*Annotated coordinate rows*
— start —
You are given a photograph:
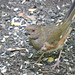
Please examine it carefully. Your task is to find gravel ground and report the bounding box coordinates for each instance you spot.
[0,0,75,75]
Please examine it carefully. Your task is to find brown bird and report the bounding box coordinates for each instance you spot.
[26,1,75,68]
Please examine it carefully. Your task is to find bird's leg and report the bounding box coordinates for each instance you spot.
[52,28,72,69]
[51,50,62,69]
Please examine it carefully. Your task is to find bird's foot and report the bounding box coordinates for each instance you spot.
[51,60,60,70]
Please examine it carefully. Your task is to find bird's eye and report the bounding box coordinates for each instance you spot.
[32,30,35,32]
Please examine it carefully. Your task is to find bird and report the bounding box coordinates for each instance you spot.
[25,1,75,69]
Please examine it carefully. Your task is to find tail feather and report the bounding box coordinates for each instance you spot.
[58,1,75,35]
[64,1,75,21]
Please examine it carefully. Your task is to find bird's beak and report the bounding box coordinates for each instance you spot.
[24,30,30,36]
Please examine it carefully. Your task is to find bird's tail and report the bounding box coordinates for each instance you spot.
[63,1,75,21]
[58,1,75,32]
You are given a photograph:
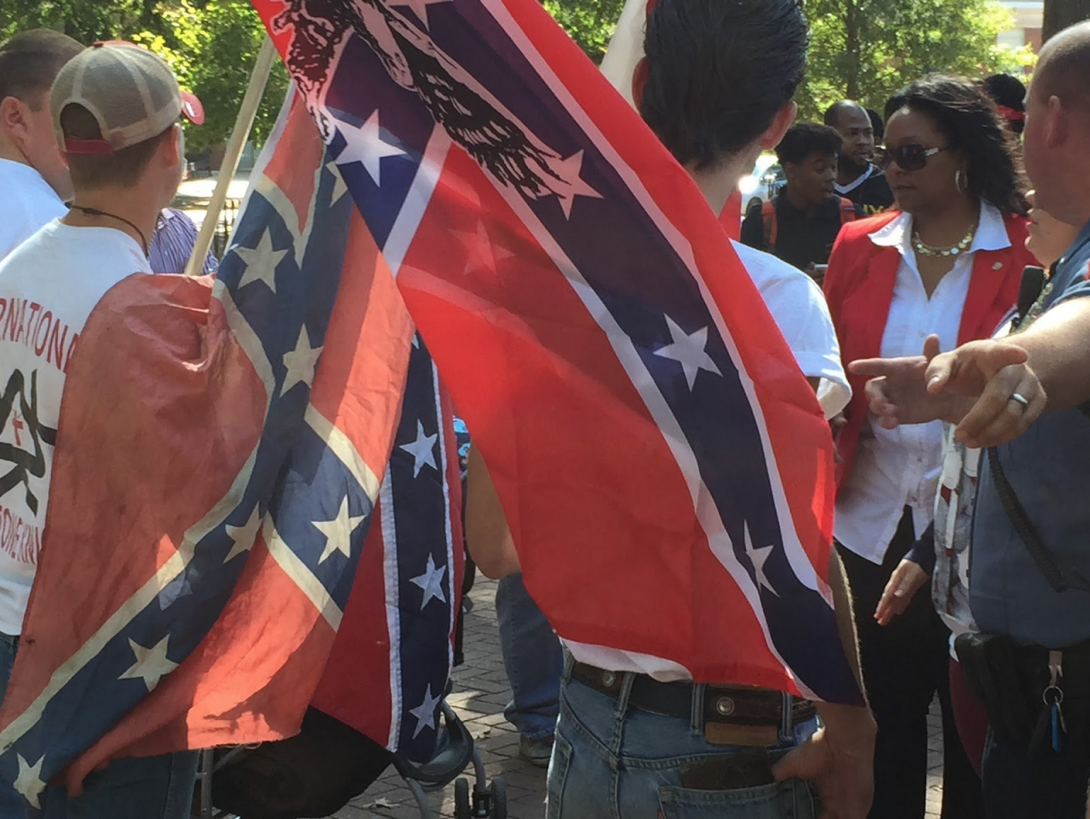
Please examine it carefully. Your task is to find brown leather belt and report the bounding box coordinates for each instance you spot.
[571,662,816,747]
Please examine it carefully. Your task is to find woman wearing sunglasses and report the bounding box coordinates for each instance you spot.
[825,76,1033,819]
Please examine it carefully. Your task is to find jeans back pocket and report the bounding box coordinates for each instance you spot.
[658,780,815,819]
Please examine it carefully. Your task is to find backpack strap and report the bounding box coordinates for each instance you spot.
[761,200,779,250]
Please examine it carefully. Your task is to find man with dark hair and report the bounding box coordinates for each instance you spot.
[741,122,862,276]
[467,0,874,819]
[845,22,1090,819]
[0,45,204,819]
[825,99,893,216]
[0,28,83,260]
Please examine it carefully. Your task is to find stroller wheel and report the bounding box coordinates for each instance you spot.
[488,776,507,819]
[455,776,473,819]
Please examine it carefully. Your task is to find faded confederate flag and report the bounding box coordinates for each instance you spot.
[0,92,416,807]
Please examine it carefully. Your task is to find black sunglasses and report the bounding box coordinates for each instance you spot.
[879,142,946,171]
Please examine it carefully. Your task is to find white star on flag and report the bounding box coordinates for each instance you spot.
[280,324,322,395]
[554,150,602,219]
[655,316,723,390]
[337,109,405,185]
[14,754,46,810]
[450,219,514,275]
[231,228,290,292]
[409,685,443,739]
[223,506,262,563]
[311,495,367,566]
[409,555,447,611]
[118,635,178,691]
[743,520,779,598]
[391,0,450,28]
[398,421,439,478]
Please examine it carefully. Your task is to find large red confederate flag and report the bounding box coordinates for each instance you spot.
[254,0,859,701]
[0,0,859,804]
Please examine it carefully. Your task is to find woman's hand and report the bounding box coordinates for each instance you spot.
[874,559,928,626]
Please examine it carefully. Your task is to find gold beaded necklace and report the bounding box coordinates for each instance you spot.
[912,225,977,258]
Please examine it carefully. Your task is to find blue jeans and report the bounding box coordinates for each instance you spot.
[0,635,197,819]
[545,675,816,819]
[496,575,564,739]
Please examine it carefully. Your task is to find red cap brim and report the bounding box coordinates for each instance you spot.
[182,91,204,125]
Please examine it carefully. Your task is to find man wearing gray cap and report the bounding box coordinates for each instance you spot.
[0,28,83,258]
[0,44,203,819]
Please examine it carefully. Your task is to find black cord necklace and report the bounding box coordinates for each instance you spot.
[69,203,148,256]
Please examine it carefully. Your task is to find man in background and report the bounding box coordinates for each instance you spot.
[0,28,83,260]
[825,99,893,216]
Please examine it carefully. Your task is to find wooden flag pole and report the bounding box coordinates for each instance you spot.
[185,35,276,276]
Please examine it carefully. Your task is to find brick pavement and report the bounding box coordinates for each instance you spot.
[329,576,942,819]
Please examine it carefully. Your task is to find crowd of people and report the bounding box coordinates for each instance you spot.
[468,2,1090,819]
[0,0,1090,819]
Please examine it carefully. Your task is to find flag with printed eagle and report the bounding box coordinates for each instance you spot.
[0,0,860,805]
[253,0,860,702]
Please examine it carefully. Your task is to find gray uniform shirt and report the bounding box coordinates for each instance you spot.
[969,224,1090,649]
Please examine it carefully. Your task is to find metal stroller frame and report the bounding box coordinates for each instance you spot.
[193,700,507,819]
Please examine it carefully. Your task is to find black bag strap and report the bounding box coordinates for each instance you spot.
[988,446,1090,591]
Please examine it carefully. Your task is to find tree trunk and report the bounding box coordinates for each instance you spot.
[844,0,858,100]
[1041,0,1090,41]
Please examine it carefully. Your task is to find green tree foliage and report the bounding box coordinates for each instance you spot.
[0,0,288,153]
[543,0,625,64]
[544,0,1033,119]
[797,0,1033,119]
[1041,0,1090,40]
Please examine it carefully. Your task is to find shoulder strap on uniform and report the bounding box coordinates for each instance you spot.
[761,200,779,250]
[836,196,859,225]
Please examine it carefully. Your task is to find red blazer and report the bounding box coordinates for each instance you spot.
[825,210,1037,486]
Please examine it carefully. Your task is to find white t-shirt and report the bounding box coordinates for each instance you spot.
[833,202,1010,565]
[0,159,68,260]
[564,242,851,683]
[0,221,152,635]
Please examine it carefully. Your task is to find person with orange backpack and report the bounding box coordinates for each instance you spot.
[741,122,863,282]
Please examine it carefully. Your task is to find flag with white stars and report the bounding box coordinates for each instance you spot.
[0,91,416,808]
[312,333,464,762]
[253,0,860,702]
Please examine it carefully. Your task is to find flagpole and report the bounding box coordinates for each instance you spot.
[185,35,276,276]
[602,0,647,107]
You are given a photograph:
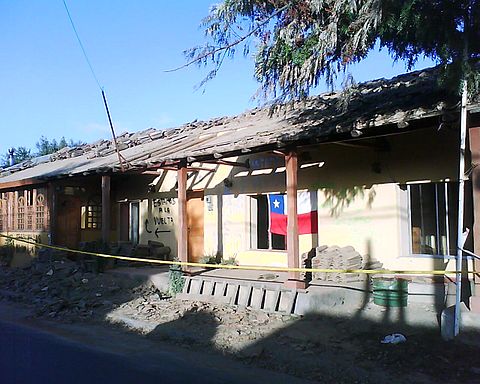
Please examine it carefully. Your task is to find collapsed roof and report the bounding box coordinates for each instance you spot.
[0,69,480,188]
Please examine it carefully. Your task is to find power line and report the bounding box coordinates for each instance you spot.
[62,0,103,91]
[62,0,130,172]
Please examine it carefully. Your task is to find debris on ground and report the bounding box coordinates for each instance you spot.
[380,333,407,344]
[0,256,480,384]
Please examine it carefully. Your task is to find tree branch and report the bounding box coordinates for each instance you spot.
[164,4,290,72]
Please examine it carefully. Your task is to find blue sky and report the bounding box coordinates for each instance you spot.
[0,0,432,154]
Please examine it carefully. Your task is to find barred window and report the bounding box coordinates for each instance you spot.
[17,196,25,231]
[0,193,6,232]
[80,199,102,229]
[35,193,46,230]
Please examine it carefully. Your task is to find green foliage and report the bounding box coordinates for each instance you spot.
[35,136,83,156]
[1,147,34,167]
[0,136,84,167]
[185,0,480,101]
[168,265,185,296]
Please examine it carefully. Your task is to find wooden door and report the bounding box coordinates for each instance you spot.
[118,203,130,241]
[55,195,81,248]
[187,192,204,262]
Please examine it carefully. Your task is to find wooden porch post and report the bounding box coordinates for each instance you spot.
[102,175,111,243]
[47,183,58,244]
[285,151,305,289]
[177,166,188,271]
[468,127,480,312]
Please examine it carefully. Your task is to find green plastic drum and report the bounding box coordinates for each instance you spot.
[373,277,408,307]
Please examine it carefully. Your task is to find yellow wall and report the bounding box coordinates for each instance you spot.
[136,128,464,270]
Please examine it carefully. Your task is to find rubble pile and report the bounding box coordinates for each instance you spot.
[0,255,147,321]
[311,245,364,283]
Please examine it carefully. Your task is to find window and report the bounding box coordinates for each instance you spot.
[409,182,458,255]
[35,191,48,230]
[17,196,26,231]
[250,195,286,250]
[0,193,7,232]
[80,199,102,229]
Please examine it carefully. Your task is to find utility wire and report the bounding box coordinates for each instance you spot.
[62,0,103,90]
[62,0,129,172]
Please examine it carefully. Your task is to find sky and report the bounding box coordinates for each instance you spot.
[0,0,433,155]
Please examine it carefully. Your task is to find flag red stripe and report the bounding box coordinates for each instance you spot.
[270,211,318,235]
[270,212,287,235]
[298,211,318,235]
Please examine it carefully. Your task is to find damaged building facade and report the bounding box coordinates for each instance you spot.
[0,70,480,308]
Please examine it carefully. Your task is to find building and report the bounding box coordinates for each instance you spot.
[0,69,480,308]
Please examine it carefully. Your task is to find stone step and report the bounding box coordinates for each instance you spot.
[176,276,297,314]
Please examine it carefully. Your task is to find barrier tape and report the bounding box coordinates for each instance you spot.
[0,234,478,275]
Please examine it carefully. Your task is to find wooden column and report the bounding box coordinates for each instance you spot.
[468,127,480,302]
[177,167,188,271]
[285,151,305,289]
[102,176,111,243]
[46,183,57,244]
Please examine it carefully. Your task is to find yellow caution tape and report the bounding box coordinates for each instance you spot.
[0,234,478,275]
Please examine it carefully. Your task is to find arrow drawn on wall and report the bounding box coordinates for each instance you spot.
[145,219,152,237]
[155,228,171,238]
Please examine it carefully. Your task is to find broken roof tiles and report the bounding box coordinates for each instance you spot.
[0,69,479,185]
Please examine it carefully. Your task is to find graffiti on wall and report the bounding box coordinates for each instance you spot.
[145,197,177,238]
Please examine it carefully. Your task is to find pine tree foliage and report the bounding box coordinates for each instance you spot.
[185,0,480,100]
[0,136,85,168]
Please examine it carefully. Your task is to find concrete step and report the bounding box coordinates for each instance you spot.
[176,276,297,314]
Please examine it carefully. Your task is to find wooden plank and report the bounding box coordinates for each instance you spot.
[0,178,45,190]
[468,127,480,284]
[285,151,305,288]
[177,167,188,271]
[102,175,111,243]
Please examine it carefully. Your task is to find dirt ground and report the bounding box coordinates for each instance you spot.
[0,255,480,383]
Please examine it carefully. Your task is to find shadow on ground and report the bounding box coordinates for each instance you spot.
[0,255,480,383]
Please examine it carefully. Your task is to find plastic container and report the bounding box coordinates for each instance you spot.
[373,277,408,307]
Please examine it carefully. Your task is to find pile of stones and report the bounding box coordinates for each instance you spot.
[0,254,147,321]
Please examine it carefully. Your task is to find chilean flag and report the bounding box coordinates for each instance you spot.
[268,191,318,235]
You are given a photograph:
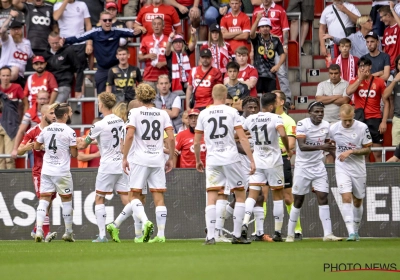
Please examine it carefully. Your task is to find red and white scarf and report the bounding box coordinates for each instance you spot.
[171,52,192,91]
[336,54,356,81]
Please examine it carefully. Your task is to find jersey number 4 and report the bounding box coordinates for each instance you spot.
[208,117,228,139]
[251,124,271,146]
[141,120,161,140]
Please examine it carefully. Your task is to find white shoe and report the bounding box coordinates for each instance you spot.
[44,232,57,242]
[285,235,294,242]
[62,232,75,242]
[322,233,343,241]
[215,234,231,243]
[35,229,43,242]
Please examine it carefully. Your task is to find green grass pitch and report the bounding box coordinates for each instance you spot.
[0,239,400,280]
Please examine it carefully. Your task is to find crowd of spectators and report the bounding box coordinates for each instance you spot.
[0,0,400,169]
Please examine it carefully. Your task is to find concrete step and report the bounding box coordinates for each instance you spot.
— end —
*Work to complete*
Reproduce everything from the start of the rows down to the line containing "[0,0,75,75]", swapping "gravel ground" for "sandy ground" and changing nothing else. Omit the pictures from your answer.

*Exercise result*
You are given a photograph:
Please examine it carefully. Your task is to find sandy ground and report the bounding box coordinates for each instance you spot.
[0,0,75,75]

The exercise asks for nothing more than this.